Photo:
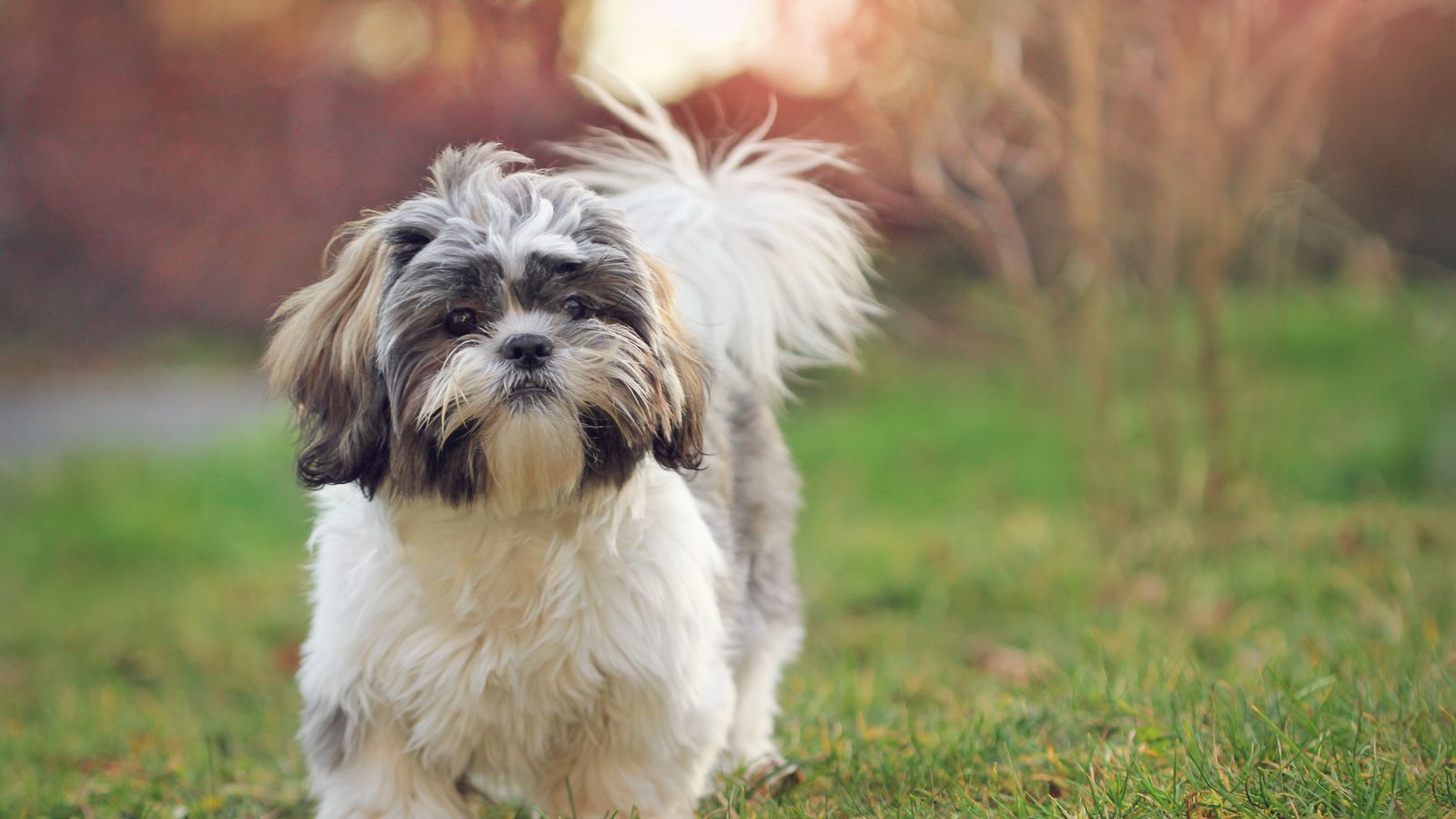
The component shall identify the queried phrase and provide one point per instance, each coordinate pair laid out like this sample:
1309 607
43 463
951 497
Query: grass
977 644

**Exercise directions**: Please copy every line of the entries above word for word, leaving the pictures out.

**Complete output**:
Photo:
The component shall identify the queried phrase and provide one point per instance, each coordinate pair laid out like this sample:
1309 607
43 463
951 497
Query: grass
977 644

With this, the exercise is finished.